WHAT THIS TASK INVOLVES:
Reproduce the section of the Omero Antonutti article below that begins at the words "He was often" and stops after "spoiled by subtitles.", replacing "voice dubber" with "dubbing actor".

SUPPLIED PASSAGE:

Showing posts with label Vittorio Taviani. Show all posts
Showing posts with label Vittorio Taviani. Show all posts

3 August 2023

Omero Antonutti - actor and voice dubber

Narrator of Oscar-winning Life is Beautiful enjoyed long and successul career

Omero Antonutti had success on screen and as a stage actor
Omero Antonutti had success on
screen and as a stage actor
The actor Omero Antonutti, who acted in around 60 films and was the Italian voice of many international stars, was born on this day in 1935 in Basiliano, a village about 13km (eight miles) west of the city of Udine in the Friuli-Venezia Giulia region of northeast Italy.

His most acclaimed performance came in Padre padrone, a 1977 film directed by Paolo and Vittorio Taviani, a Palme d’Or winner at Cannes that was considered by many critics to be the co-directing brothers’ finest work.

Antonutti worked with the Taviani brothers again on La notte di San Lorenzo (1982), which won the Grand Prix du Jury at Cannes, and Kaos (1984) in which he took the part of the playwright Luigi Pirandello in a film based on some of Pirandello’s own short stories.

He was often asked to portray significant figures in dramatisations of real-life events. For example, he took the part of Roberto Calvi, the ill-fated chairman of the Banco Ambrosiano in the Giuseppe Ferrara’s 2002 feature The Bankers of God: The Calvi Affair, and played the shady Sicilian banker Michele Sindona in Michele Placido’s 1995 film Un eroe borghese - A Bourgeois Hero. In Piazza Fontana: The Italian Conspiracy, directed by Marco Tullio Giordano in 2012, Antonutti was cast as the Italian president, Giuseppe Saragat.

At the same time, his strong, deep voice meant his skills were in big demand as a voice dubber, with Italian cinema and television audiences preferring international productions to be voiced over by Italian actors, rather than have the visual experience spoiled by subtitles.

Antonutti was the Italian voice of Christopher Lee in the Lord of the Rings series, Sleepy Hollow, The Hobbit and other films. He voiced over Michael Gambon in The King’s Speech, Christopher Plummer in The Mystery of the Templars - National Treasure and Millennium - The Girl with the Hatred, and John Hurt in V for Vendetta. Omar Sharif, Robert Duvall, Donald Sutherland and Rutger Hauer were others whose words were interpreted by Antonutti.

Antonutti's voice can be heard as the narrator in Life is Beautiful
Antonutti's voice can be heard as
the narrator in Life is Beautiful
Robert Benigni chose him to narrate Life is Beautiful in 1997, the film going on to win Oscars for Best Foreign Film, Best Leading Actor for Benigni himself and Best Soundtrack for Nicola Piovani.

SOURCE EXCERPT:
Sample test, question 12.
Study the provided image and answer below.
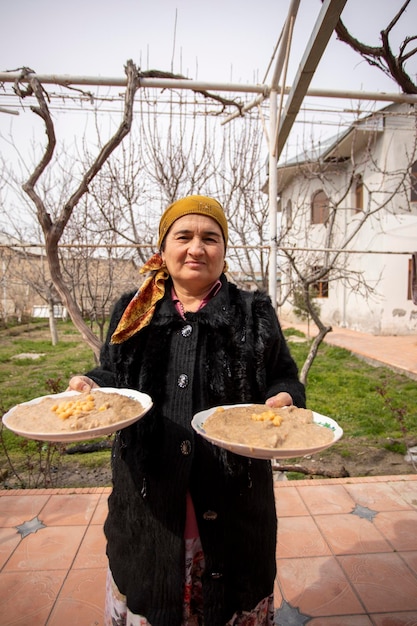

THE COMPLETED TASK:
He was often asked to portray significant figures in dramatisations of real-life events. For example, he took the part of Roberto Calvi, the ill-fated chairman of the Banco Ambrosiano in the Giuseppe Ferrara’s 2002 feature The Bankers of God: The Calvi Affair, and played the shady Sicilian banker Michele Sindona in Michele Placido’s 1995 film Un eroe borghese - A Bourgeois Hero. In Piazza Fontana: The Italian Conspiracy, directed by Marco Tullio Giordano in 2012, Antonutti was cast as the Italian president, Giuseppe Saragat.

At the same time, his strong, deep voice meant his skills were in big demand as a dubbing actor, with Italian cinema and television audiences preferring international productions to be voiced over by Italian actors, rather than have the visual experience spoiled by subtitles.